In the piece on El Niño in Bicol, until what year does it say temperatures may rise to an extreme level?

Document segment ▸

________________

El Niño in Bicol
The hottest days are yet to come. Bicol and the rest of the country will have an extended summer, a long dry spell until August or September! But the rains will still come at the least expected time.
According to the Philippine Atmospheric, Geophysical, and Astronomical Services Administration, temperature may rise to an extreme level until 2024. PAGASA has already issued an alert for a stronger El Niño with possible adverse effects. Will the EN (El Niño) be worse than in 2018 to 2019 or 1997-1998? We may never know how worse this will go. Scientists are saying that mother earth’s abuse affects the regular ecosystem cycle. Man-induced climate change disrupts weather patterns. If the earth continues to warm due to increased greenhouse gases, the Pacific will experience more intense and extreme heating. As a result, El Niño may occur longer and more frequently.
Last week, the Department of Interior and Local Government warned of a strong El Niño in the coming months and to prepare contingency measures. The province of Albay called out its LGUs to review action plans, and so should other LGUs to cushion the dire effects of the most severe hot weather on agriculture, infrastructure, health, water supply, and hospitals. Earlier, the Department of Education had allowed distance learning. Face-to-face classes have shifted to modular to adjust to the intensely hot weather affecting most students inside the country’s congested public schools. Katherine, my A-lister niece enrolled at the Camarines Sur National High School, informed me that their classes have already shifted back to modular learning on certain days of the week. But the extreme heat is also affecting most homes in congested urban centers. On Monday afternoon, I recall I saw some students bring their schoolwork inside the air-conditioned mall. Jokingly, I asked if they were there to study or to enjoy the airconditioned space, and all replied in unison, “parehas po, Ma’am,” without batting an eyelash. The students were in their uniforms and proud to tell me they would perform better in their classrooms if well-ventilated. I can only nod in agreement.

________________

Data under study ▸
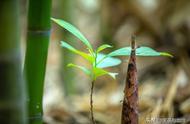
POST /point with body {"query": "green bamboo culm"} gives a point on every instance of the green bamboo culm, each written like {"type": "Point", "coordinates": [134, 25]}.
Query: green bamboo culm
{"type": "Point", "coordinates": [38, 34]}
{"type": "Point", "coordinates": [12, 90]}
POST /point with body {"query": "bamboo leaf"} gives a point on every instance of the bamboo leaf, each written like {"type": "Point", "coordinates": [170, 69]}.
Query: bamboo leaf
{"type": "Point", "coordinates": [147, 51]}
{"type": "Point", "coordinates": [104, 61]}
{"type": "Point", "coordinates": [141, 51]}
{"type": "Point", "coordinates": [84, 55]}
{"type": "Point", "coordinates": [102, 47]}
{"type": "Point", "coordinates": [126, 51]}
{"type": "Point", "coordinates": [72, 29]}
{"type": "Point", "coordinates": [85, 70]}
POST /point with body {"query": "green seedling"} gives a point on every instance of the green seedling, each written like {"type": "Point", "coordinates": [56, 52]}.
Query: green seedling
{"type": "Point", "coordinates": [99, 61]}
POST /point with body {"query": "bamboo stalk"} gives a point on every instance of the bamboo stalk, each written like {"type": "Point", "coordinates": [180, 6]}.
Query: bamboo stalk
{"type": "Point", "coordinates": [12, 95]}
{"type": "Point", "coordinates": [36, 55]}
{"type": "Point", "coordinates": [130, 107]}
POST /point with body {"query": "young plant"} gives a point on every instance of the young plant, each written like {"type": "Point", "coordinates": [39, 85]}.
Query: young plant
{"type": "Point", "coordinates": [97, 60]}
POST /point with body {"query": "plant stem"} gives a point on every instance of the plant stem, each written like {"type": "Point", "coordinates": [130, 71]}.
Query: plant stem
{"type": "Point", "coordinates": [67, 12]}
{"type": "Point", "coordinates": [12, 95]}
{"type": "Point", "coordinates": [36, 55]}
{"type": "Point", "coordinates": [91, 103]}
{"type": "Point", "coordinates": [130, 107]}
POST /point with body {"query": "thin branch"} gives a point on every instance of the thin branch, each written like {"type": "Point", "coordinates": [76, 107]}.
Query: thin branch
{"type": "Point", "coordinates": [91, 103]}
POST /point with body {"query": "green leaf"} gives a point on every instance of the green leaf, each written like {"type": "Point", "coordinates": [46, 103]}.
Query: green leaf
{"type": "Point", "coordinates": [72, 29]}
{"type": "Point", "coordinates": [100, 72]}
{"type": "Point", "coordinates": [166, 54]}
{"type": "Point", "coordinates": [141, 51]}
{"type": "Point", "coordinates": [84, 55]}
{"type": "Point", "coordinates": [104, 61]}
{"type": "Point", "coordinates": [126, 51]}
{"type": "Point", "coordinates": [147, 51]}
{"type": "Point", "coordinates": [85, 70]}
{"type": "Point", "coordinates": [102, 47]}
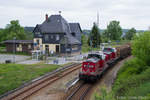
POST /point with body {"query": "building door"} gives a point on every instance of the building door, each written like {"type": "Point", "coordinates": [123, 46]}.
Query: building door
{"type": "Point", "coordinates": [47, 49]}
{"type": "Point", "coordinates": [57, 48]}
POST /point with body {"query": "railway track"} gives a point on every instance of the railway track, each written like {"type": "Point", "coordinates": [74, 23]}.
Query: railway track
{"type": "Point", "coordinates": [80, 92]}
{"type": "Point", "coordinates": [38, 84]}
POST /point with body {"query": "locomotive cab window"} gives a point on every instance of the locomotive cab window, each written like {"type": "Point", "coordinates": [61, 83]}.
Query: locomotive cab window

________________

Solution for this task ▸ Until 2024.